>> start Dataset content

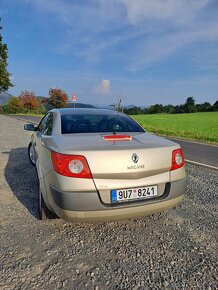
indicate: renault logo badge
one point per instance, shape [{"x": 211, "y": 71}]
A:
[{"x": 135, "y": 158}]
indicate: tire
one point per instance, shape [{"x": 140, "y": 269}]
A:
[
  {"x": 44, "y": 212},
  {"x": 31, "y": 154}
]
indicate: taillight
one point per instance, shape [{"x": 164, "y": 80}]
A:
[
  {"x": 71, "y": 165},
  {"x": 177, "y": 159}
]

>> end Dataset content
>> start Dataset content

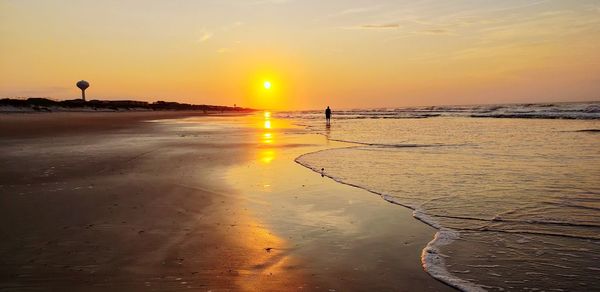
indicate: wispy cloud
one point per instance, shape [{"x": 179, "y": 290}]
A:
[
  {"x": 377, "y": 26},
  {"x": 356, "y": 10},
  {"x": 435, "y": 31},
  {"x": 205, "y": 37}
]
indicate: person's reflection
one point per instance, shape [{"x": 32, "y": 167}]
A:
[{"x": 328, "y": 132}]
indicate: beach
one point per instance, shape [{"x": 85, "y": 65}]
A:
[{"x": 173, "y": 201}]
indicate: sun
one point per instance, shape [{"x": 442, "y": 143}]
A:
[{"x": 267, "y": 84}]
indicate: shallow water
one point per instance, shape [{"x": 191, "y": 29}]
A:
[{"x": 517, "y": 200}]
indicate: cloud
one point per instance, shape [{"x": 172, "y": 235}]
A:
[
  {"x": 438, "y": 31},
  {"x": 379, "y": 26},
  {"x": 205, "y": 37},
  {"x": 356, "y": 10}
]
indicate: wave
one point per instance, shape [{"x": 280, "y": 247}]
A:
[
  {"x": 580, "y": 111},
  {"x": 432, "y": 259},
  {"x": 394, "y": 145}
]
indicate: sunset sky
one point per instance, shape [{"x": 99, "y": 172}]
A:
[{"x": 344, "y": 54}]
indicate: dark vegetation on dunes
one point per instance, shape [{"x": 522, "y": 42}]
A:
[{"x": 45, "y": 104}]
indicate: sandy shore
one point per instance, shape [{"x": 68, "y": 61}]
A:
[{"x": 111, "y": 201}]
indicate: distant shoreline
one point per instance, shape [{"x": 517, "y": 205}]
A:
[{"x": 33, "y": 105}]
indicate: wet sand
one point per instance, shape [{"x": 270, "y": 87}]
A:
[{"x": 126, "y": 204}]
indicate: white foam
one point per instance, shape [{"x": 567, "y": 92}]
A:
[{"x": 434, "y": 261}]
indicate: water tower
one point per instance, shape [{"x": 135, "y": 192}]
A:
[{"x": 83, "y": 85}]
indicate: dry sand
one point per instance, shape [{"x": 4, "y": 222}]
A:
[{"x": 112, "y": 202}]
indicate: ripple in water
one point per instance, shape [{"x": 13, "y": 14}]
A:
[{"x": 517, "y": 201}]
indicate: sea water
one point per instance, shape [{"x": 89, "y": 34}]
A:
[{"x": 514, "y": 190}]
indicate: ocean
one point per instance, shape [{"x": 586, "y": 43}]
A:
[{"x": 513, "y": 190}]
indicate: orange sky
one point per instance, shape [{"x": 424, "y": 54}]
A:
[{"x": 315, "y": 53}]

>> end Dataset content
>> start Dataset content

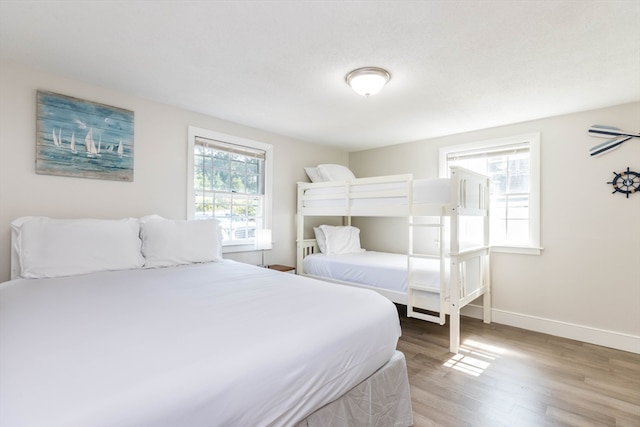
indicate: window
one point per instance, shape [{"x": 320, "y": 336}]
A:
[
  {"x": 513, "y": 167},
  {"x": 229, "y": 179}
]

>> end Dataset content

**Stated problem**
How many lines in the data above contain the string "cloud"? Report only the number.

**Result**
2